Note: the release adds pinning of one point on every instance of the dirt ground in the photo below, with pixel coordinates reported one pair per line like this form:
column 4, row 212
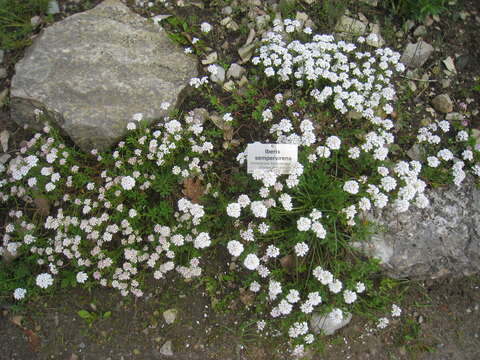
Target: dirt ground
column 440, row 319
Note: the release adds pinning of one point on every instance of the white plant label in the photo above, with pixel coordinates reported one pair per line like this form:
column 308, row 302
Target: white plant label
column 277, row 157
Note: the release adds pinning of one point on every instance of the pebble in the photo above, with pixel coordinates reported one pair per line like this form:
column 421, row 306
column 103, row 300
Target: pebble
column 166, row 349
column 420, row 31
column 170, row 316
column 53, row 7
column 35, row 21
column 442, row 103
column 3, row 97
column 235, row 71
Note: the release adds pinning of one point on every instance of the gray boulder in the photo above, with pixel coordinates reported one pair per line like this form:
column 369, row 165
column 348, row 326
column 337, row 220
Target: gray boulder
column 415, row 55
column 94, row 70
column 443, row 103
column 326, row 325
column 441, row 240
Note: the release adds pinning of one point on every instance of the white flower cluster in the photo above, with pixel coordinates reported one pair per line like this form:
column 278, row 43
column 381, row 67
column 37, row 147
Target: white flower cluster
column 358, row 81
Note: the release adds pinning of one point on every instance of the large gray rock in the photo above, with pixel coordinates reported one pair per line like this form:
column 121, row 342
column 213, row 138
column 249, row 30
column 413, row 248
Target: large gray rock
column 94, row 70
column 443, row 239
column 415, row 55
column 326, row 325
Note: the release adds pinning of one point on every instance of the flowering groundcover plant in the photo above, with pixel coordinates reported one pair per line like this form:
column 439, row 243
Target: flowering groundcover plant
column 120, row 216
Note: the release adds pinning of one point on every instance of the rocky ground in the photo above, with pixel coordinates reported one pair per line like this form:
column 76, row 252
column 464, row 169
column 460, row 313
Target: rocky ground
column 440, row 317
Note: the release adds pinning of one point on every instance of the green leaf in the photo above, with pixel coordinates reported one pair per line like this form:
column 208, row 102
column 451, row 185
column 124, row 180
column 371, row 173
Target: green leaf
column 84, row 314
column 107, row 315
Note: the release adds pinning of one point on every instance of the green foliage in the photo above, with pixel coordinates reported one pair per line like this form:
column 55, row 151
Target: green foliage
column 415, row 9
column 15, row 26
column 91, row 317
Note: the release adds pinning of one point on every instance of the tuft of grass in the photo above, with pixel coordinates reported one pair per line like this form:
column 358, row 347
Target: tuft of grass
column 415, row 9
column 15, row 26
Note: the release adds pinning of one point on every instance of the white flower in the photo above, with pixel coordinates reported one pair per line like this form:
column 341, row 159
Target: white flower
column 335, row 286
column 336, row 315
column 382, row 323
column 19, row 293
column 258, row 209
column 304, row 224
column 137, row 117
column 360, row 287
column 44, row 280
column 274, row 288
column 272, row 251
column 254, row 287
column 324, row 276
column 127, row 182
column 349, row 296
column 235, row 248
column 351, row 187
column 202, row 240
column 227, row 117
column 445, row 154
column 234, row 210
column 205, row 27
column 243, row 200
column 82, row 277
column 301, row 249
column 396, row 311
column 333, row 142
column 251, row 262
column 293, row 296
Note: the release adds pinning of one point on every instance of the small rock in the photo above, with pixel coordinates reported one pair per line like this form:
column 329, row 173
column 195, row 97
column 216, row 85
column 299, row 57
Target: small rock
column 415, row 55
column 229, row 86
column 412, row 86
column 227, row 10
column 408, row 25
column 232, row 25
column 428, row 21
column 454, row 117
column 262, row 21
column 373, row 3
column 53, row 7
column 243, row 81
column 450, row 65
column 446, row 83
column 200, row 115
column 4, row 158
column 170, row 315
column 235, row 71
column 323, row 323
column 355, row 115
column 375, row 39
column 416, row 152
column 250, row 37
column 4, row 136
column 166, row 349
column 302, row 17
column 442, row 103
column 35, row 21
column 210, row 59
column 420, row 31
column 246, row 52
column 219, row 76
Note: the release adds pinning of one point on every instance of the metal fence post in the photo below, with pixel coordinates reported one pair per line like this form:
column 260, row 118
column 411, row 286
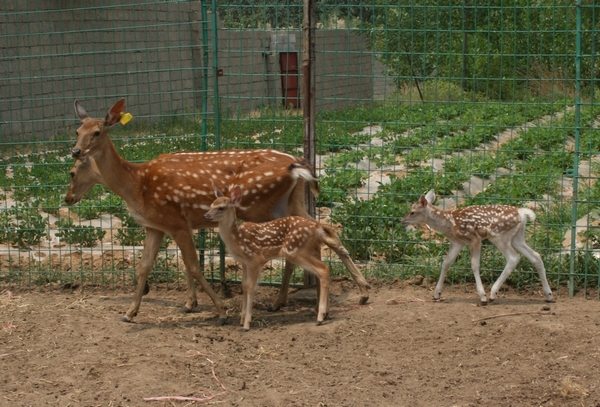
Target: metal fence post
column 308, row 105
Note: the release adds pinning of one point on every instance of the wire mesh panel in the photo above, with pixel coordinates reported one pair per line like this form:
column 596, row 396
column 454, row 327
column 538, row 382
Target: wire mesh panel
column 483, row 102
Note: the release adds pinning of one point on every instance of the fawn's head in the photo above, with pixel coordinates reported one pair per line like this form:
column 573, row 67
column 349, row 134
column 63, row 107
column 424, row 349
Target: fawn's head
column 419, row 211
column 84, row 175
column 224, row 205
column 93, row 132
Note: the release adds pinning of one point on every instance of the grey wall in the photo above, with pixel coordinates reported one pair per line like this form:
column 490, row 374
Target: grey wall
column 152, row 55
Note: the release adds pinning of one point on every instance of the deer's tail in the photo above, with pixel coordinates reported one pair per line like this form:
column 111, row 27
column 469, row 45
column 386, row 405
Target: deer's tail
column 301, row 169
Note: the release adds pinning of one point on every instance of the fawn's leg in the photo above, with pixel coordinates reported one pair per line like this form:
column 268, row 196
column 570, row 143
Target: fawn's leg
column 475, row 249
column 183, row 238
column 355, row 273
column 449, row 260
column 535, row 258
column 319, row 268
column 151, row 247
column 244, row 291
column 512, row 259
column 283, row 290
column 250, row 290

→ **PROBLEM REQUIREMENTS**: Retype all of the records above word for word, leaving the pictures out.

→ **SOLUTION**:
Note: the release adds pinning of one point on every instance of the dirt ground in the photo below, with pixel coordinates reported one pair per line like this form:
column 4, row 212
Target: dirt ground
column 440, row 319
Note: the release adds pinning of one point on every instance of the white plant label in the photo above, with pixel coordinates reported one pair per line like this form:
column 308, row 302
Target: white plant label
column 277, row 157
Note: the release adds pinning of one point on every instance of the pebble in the photo above, with pixel coordinates reported one pair per line like this form:
column 421, row 306
column 103, row 300
Target: pebble
column 166, row 349
column 420, row 31
column 170, row 316
column 53, row 7
column 35, row 21
column 442, row 103
column 3, row 97
column 235, row 71
Note: the release adds pinning of one point on every instance of the gray boulder in the photo above, with pixel coordinates reported one pair per line like this form:
column 369, row 165
column 348, row 326
column 337, row 220
Target: gray boulder
column 415, row 55
column 94, row 70
column 443, row 103
column 326, row 325
column 441, row 240
Note: the release adds pinning of one point on every instance of the white flower cluster in the photo above, with pixel coordinates reported one pair per line like this form:
column 278, row 43
column 381, row 67
column 37, row 147
Target: white flower cluster
column 358, row 81
Note: the release adds pinning of one point on every instance of the large gray rock in the photo above, with pixel coordinates reported one pair per line like this form:
column 121, row 342
column 213, row 138
column 249, row 30
column 413, row 248
Target: large gray rock
column 94, row 70
column 443, row 239
column 415, row 55
column 326, row 325
Note: the release adds pinning of one point on every instance of the flowering groundcover plant in the photo above, with pixel coordinates reported one pair per line like this form:
column 439, row 243
Target: flowering groundcover plant
column 120, row 216
Note: the release adds pinning of one point on every instance of the rocky ground in the photo above, with pixel coordinates reported one pair per line like this form:
column 76, row 252
column 464, row 169
column 460, row 313
Target: rocky ground
column 440, row 317
Note: the release adds pinning of one point on every instance of the green leaf in the photo above, with pixel coordinates reported one pair per line like this form:
column 208, row 102
column 451, row 185
column 124, row 180
column 371, row 173
Target: green leaf
column 84, row 314
column 107, row 315
Note: the release adds pinning of one point on every instance of the green foliage in the photo above, with pixel coordinates reported one pair per line like this form:
column 55, row 151
Target: green foliage
column 415, row 9
column 15, row 26
column 91, row 317
Note: the release adds pinning of one point on every instance of the tuft of grass in the photo above, with pixel coordinates reported one pair per line like this form:
column 358, row 347
Target: tuft of grass
column 415, row 9
column 15, row 26
Note: the release adds pinning of one point on every instance of the white flower in the photo above, with pixel coordinates reported one pair per line like this form:
column 341, row 159
Target: white flower
column 335, row 286
column 336, row 315
column 382, row 323
column 19, row 293
column 258, row 209
column 304, row 224
column 137, row 117
column 360, row 287
column 44, row 280
column 274, row 288
column 272, row 251
column 254, row 287
column 324, row 276
column 127, row 182
column 349, row 296
column 235, row 248
column 351, row 187
column 202, row 240
column 227, row 117
column 445, row 154
column 234, row 210
column 205, row 27
column 243, row 200
column 82, row 277
column 301, row 249
column 396, row 311
column 333, row 142
column 251, row 262
column 293, row 296
Note: the release adds pinning of one point on every instance of the small rock in the photo above, with pixel coordinates reported one pair per line like this form:
column 329, row 173
column 195, row 97
column 216, row 85
column 299, row 57
Target: small rock
column 415, row 55
column 229, row 86
column 412, row 86
column 227, row 10
column 408, row 25
column 232, row 25
column 428, row 21
column 454, row 117
column 262, row 21
column 373, row 3
column 53, row 7
column 243, row 81
column 450, row 65
column 446, row 83
column 200, row 115
column 4, row 158
column 170, row 315
column 235, row 71
column 323, row 323
column 355, row 115
column 375, row 39
column 416, row 152
column 250, row 37
column 4, row 136
column 166, row 349
column 302, row 17
column 442, row 103
column 35, row 21
column 210, row 59
column 420, row 31
column 246, row 52
column 219, row 76
Note: the release adds pinning of one point on every instance of the metal fence post in the photo below, with pixel coordinates reported one pair per line like this form:
column 260, row 118
column 411, row 286
Target: metal fence post
column 308, row 105
Note: the release adds pinning of one point on every instance of the wire mesh panel in the photo above, with pixel coordinates reported one pair per line like this form:
column 596, row 396
column 454, row 327
column 538, row 382
Target: wire mesh panel
column 483, row 102
Note: the release adds pinning of one point on every instance of the fawn's head in the photo above, with pixel coordinates reported one pair per line like this form:
column 573, row 67
column 349, row 134
column 63, row 107
column 424, row 349
Target: fawn's head
column 419, row 211
column 84, row 175
column 224, row 205
column 93, row 132
Note: the release adds pinning of one point on every instance of the grey wall in the photo above, with pixel coordinates reported one pair per line like this form:
column 490, row 374
Target: grey wall
column 152, row 55
Note: the release adds pinning of one point on every instance of the deer's tail in the photo above, with pixel coordinates reported one pair per line like this form:
column 111, row 27
column 469, row 45
column 386, row 405
Target: deer's tail
column 301, row 169
Note: the release adds pinning of one point on every instance of the fawn's leg in the photo above, with pixel coordinates reported one pair per line like this form:
column 268, row 196
column 570, row 143
Target: fawn's leg
column 475, row 249
column 183, row 238
column 355, row 273
column 449, row 260
column 535, row 258
column 319, row 268
column 151, row 247
column 244, row 291
column 512, row 259
column 283, row 290
column 250, row 290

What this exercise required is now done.